>> begin
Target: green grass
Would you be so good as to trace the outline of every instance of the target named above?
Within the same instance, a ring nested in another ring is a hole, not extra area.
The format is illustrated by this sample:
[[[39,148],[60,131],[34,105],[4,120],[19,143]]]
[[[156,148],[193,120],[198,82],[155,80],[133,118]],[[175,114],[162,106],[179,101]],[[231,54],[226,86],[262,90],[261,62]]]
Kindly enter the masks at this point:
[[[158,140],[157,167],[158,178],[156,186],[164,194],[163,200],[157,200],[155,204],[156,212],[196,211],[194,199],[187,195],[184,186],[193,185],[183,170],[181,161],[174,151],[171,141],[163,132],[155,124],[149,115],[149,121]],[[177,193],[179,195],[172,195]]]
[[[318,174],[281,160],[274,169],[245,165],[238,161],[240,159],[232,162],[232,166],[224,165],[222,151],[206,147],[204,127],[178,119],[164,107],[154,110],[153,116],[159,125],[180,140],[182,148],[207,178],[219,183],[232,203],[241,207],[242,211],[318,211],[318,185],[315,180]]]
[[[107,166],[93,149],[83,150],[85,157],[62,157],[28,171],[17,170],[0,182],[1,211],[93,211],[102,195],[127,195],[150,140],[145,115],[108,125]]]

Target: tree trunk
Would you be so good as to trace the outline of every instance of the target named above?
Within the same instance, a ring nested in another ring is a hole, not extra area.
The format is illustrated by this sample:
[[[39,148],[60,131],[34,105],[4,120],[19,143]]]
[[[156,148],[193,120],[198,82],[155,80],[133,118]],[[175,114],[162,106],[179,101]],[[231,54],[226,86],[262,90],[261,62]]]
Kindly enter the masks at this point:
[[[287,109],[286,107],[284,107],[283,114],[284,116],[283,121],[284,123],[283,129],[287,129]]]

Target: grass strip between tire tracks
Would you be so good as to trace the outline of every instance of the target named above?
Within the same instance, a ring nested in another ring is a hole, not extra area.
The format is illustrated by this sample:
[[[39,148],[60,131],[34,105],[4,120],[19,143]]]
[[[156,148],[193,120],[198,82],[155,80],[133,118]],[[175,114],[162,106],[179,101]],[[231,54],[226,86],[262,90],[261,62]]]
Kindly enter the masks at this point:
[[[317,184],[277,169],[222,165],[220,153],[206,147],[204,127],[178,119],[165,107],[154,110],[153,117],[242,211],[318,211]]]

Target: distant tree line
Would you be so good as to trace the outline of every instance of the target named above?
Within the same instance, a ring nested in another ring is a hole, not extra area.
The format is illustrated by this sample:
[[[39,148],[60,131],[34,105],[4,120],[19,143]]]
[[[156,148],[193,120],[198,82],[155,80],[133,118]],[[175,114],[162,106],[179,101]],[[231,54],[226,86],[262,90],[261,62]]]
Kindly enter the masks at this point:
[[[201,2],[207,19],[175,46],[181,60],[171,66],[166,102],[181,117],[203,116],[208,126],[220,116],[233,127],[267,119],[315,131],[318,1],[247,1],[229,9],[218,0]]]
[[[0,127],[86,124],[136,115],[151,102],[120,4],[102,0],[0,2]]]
>> end
Copy all of the records above word for word.

Target: green grass
Would you be so good as to trace the outline of every instance of the target named above?
Within the same instance, a ring nested in another ring is a hole, not extra area.
The format is illustrated by this sample:
[[[39,148],[60,131],[34,105],[4,120],[19,143]]]
[[[156,148],[193,120],[198,82],[155,80],[133,118]],[[175,114],[162,106],[179,101]],[[231,54],[226,86],[262,90],[261,62]]]
Kindly enter the masks at this point:
[[[158,140],[157,167],[158,178],[156,186],[164,194],[163,200],[157,200],[155,204],[156,212],[196,211],[194,199],[187,195],[184,186],[193,185],[183,170],[181,161],[174,151],[171,141],[163,132],[155,124],[149,115],[149,121]],[[177,193],[179,195],[172,195]]]
[[[318,174],[281,160],[274,169],[245,165],[238,161],[240,159],[232,162],[232,166],[224,165],[222,151],[206,147],[204,127],[178,119],[164,107],[154,110],[153,116],[159,125],[180,140],[182,148],[207,178],[219,183],[232,203],[241,207],[242,211],[318,211],[318,185],[315,180]]]
[[[107,166],[93,149],[83,150],[85,157],[62,157],[28,171],[17,170],[0,182],[1,211],[93,211],[102,195],[127,195],[150,140],[145,115],[108,125]]]

Target: tree trunk
Would you be so good as to trace the outline of every instance of the target named above?
Within the same instance, a ring nested in another ring is a hole, not extra area.
The format is illustrated by this sample:
[[[39,148],[60,131],[34,105],[4,120],[19,143]]]
[[[156,148],[193,120],[198,82],[155,80],[133,118]],[[175,114],[162,106],[179,101]],[[231,54],[226,86],[262,90],[261,62]]]
Kindly enter the masks at this point:
[[[287,109],[286,107],[284,107],[283,114],[284,116],[283,121],[284,123],[283,129],[287,129]]]

Target: grass strip between tire tracks
Would you be so good as to trace the outline of every instance of the target named above?
Within the same instance, a ring nested in another ring is a hole, not extra area.
The format is illustrated by this sample:
[[[39,148],[60,131],[34,105],[4,120],[19,143]]]
[[[156,148],[193,120],[198,82],[155,80],[133,118]],[[175,114],[162,106],[179,101]],[[231,54],[226,86],[262,90],[261,62]]]
Kindly enter the masks at this point:
[[[317,184],[277,169],[222,165],[220,153],[206,147],[204,127],[178,119],[165,107],[154,110],[153,117],[242,211],[318,211]]]

Target: distant tree line
Would you be so good as to trace the outline of every instance of the target named above?
Within the same instance, a ring nested in another ring is a hole, not extra area.
The format is illustrated by this sample:
[[[39,148],[60,131],[34,105],[4,120],[19,143]]]
[[[156,148],[193,120],[198,82],[155,80],[133,118]],[[175,114],[162,106],[179,101]],[[231,54],[226,86],[262,90],[261,62]]]
Kindly enter the masks at this point:
[[[201,2],[207,19],[175,46],[181,60],[171,66],[166,102],[181,117],[203,116],[208,126],[220,116],[233,127],[267,119],[315,131],[318,1],[247,1],[229,9],[218,0]]]
[[[0,127],[86,124],[136,115],[151,102],[120,4],[102,0],[0,2]]]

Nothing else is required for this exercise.